** EXCERPT follows **

All simulation models suffer from the fact that their predictions are a function of a series of assumptions that must be fed into the models. I certainly would trust one of Gruber’s simulations more than those produced for much higher fees for trade associations.[/i]
Mind you, that doesn’t excuse Gruber’s disclosure lapses, nor does it recommend having the top pitchman for a policy also be the guy running simulations to see how it’ll turn out. But at least according to Reinhardt, we’re not going to get better simulations than we’re getting from Gruber
In other words, there’s little reason, outside of pure cynicism, to come to the conclusion that the administration just hired him to be a shill. Given that there are very few people to go to if you want a high quality model to run health care cost simulations, and even those who disagree with him on some issues recognize he’s one of the best.
If a policy maker was trying to devise the best health care policy they would certainly pay (or at least should pay) someone who is a notable expert in the field, even though there was a chance they would come up with results that disagree with their policy. Especially if the services they provided were rare.
Let’s remember though that not all of Gruber’s findings validated the administration’s plans.
http://dyn.politico.com/printstory.cfm?uuid=E59244F1-18FE-70B2-A8AFC2A0DA31E996
Gruber, the favorite economist of the White House, said the bill “really doesn’t bend the cost curve.”
“But I think this bill starts us down the road to the point where we can do that,” Gruber said. “The alternative is doing nothing. Relative to doing nothing, I think we are a lot closer to bending the curve.”

** End of EXCERPT **
** GIVEN INFORMATION follows **

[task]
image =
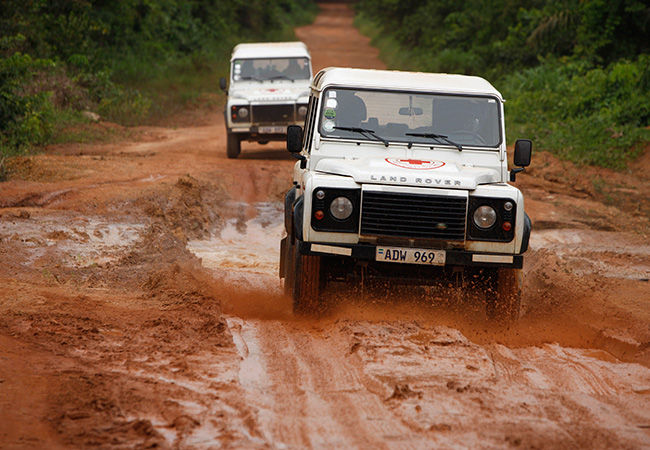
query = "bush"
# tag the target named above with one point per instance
(576, 74)
(132, 61)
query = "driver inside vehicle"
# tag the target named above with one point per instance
(352, 111)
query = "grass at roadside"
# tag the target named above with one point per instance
(132, 65)
(580, 112)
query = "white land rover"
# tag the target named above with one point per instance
(269, 89)
(404, 176)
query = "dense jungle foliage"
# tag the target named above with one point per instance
(575, 73)
(131, 61)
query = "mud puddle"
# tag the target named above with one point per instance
(393, 374)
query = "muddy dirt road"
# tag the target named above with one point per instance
(140, 307)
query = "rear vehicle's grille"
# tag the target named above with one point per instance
(273, 113)
(413, 216)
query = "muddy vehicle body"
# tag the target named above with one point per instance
(268, 91)
(404, 177)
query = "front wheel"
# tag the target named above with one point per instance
(504, 298)
(306, 282)
(233, 146)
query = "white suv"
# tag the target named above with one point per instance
(269, 89)
(404, 176)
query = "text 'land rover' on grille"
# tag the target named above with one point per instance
(269, 89)
(403, 177)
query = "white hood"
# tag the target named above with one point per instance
(409, 172)
(270, 92)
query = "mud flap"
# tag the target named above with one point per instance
(289, 199)
(528, 227)
(283, 257)
(298, 208)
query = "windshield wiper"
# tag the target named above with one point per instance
(281, 77)
(365, 132)
(438, 137)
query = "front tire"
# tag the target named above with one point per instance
(306, 282)
(504, 298)
(233, 146)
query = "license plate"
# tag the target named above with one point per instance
(272, 130)
(411, 255)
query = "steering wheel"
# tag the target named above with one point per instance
(476, 136)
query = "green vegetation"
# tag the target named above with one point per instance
(576, 73)
(131, 61)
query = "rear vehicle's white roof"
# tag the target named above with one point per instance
(407, 81)
(270, 50)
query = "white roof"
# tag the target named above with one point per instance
(270, 50)
(408, 81)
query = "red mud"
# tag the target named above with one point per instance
(113, 333)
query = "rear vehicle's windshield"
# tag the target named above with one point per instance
(271, 69)
(465, 120)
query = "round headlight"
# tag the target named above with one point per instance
(341, 208)
(484, 217)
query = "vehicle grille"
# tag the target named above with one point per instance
(413, 216)
(273, 113)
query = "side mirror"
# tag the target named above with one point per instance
(294, 138)
(523, 151)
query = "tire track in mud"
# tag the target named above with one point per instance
(371, 376)
(405, 374)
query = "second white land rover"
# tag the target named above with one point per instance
(269, 90)
(404, 177)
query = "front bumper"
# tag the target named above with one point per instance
(367, 252)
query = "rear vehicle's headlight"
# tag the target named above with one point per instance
(485, 216)
(341, 208)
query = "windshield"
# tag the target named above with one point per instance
(464, 120)
(271, 69)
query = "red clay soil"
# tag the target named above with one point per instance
(114, 333)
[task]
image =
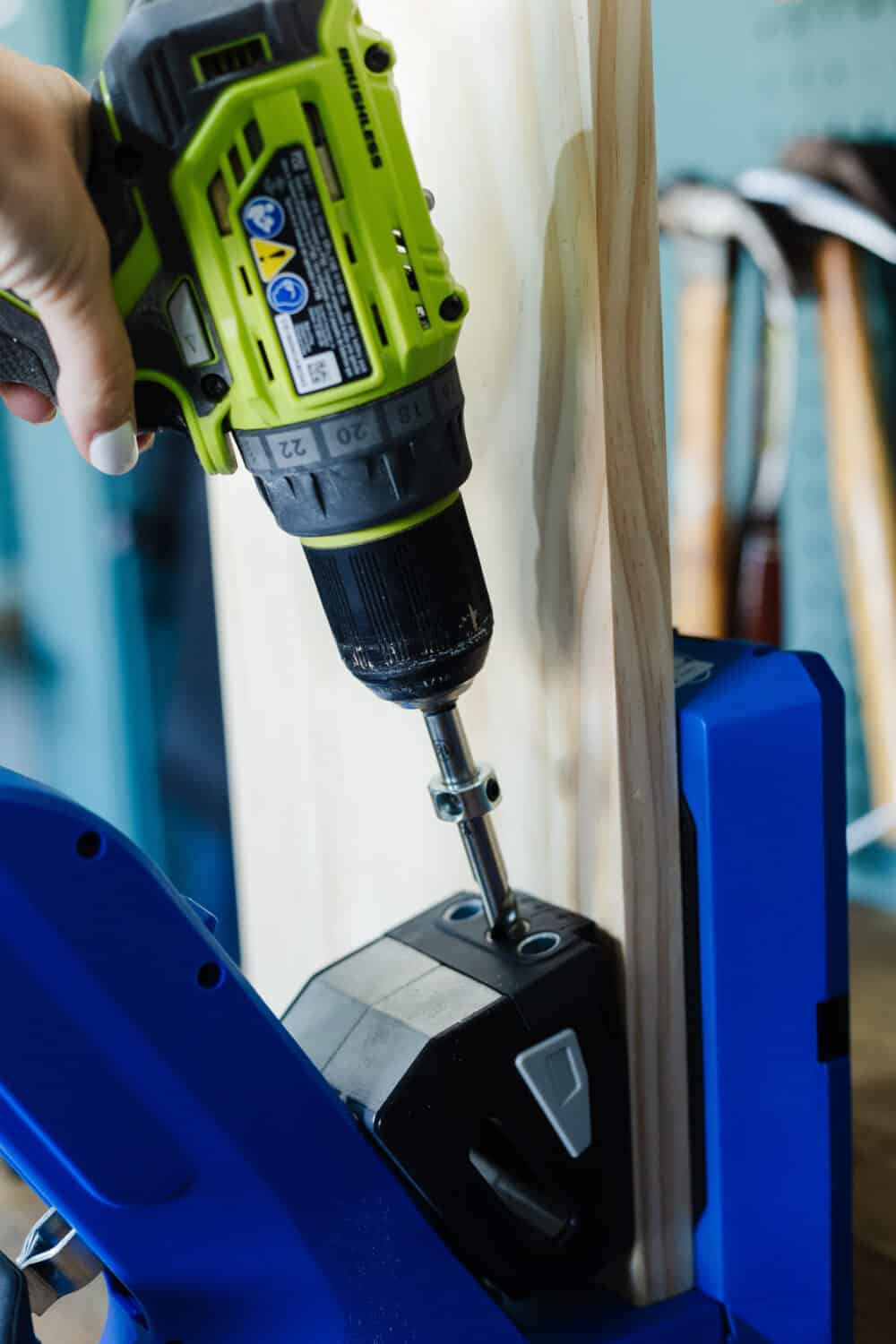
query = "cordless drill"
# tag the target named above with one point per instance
(289, 303)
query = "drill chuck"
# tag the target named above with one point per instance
(410, 613)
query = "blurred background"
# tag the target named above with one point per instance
(109, 685)
(780, 437)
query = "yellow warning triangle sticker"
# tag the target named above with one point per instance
(271, 257)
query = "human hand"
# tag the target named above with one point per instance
(54, 253)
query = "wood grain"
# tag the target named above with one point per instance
(700, 570)
(864, 500)
(533, 126)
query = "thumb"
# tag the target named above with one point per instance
(96, 387)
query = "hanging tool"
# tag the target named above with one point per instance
(861, 481)
(289, 303)
(727, 577)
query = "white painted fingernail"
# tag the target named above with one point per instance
(116, 453)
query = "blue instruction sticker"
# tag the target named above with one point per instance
(263, 217)
(288, 293)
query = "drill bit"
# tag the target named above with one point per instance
(466, 793)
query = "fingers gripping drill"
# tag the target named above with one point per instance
(289, 303)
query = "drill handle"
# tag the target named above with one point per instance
(26, 354)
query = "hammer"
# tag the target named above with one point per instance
(860, 470)
(724, 585)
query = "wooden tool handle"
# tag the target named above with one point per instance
(864, 504)
(756, 615)
(700, 526)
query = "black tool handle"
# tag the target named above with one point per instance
(26, 354)
(15, 1305)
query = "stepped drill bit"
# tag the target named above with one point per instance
(465, 793)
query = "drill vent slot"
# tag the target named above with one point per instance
(381, 328)
(266, 360)
(236, 160)
(233, 59)
(220, 202)
(254, 140)
(324, 155)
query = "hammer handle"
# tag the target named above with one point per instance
(864, 504)
(756, 602)
(700, 526)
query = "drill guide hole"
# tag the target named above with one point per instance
(538, 945)
(210, 976)
(89, 846)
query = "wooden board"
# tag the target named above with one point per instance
(521, 117)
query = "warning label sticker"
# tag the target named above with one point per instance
(304, 282)
(271, 258)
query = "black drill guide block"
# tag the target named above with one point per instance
(422, 1031)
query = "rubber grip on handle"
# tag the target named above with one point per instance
(15, 1305)
(26, 354)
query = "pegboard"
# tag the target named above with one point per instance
(735, 83)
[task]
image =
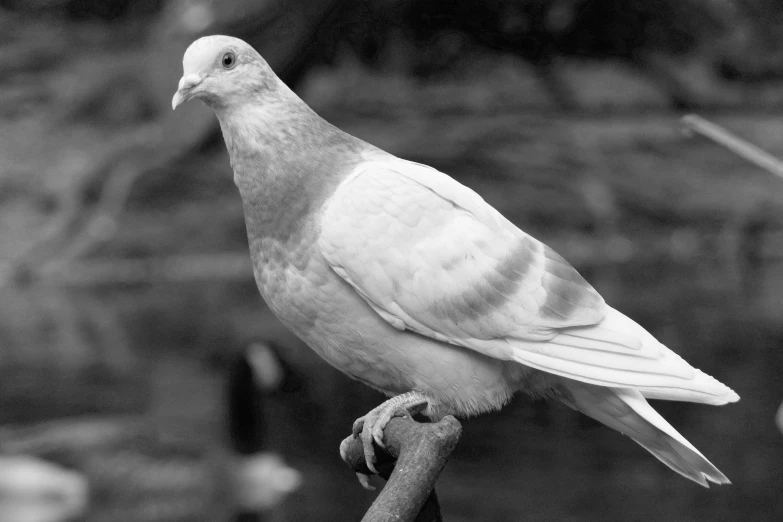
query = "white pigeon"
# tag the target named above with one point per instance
(408, 281)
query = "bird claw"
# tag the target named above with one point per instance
(364, 480)
(369, 428)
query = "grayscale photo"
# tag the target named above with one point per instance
(391, 260)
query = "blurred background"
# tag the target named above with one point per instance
(143, 379)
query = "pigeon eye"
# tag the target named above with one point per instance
(228, 61)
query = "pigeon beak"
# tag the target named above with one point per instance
(185, 89)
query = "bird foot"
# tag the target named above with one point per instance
(369, 428)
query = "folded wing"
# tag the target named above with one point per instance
(429, 255)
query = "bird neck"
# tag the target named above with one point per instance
(286, 160)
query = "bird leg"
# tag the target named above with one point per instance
(370, 427)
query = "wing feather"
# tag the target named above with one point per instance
(429, 255)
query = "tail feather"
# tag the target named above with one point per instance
(628, 412)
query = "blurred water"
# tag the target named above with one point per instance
(157, 356)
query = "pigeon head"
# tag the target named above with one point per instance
(222, 71)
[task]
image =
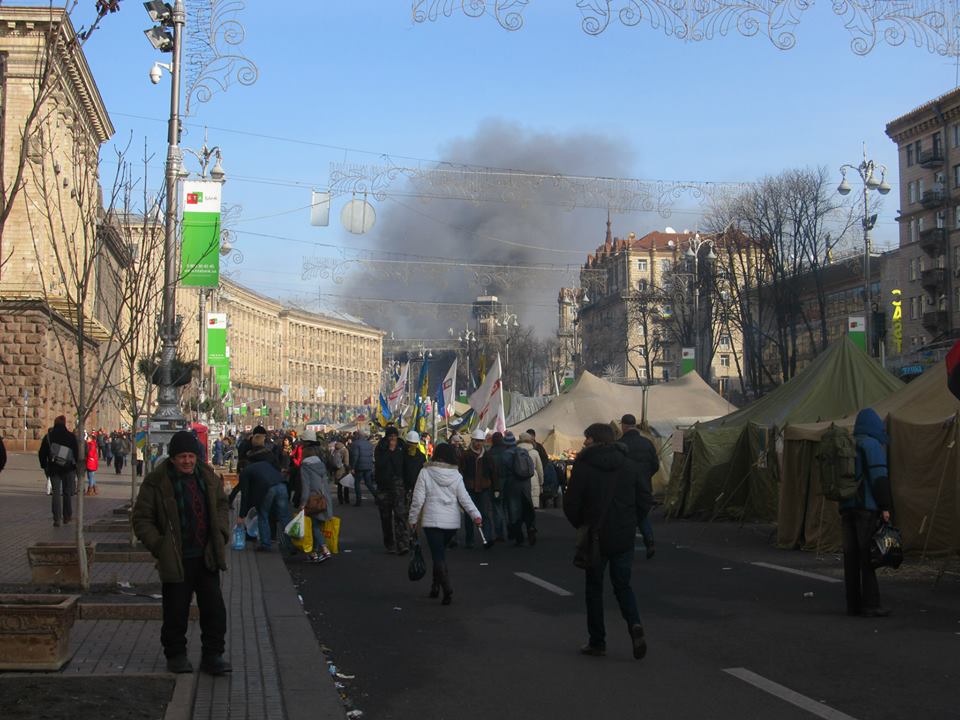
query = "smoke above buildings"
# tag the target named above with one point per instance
(512, 229)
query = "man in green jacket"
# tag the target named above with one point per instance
(181, 517)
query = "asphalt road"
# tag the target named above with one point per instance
(727, 638)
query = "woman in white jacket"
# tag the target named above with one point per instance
(439, 494)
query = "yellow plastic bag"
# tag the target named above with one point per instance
(331, 534)
(306, 542)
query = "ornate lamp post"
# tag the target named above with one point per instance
(867, 170)
(694, 247)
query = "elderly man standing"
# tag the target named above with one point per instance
(181, 518)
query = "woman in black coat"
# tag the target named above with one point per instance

** End of GIVEN INFORMATION **

## PROBLEM TO SOLVE
Copy the excerpt on Gruber's health care simulations word for word, starting with "If a policy" and going on through "provided were rare.". The material comes from a different source than the text.

## TASK OUTPUT
If a policy maker was trying to devise the best health care policy they would certainly pay (or at least should pay) someone who is a notable expert in the field, even though there was a chance they would come up with results that disagree with their policy. Especially if the services they provided were rare.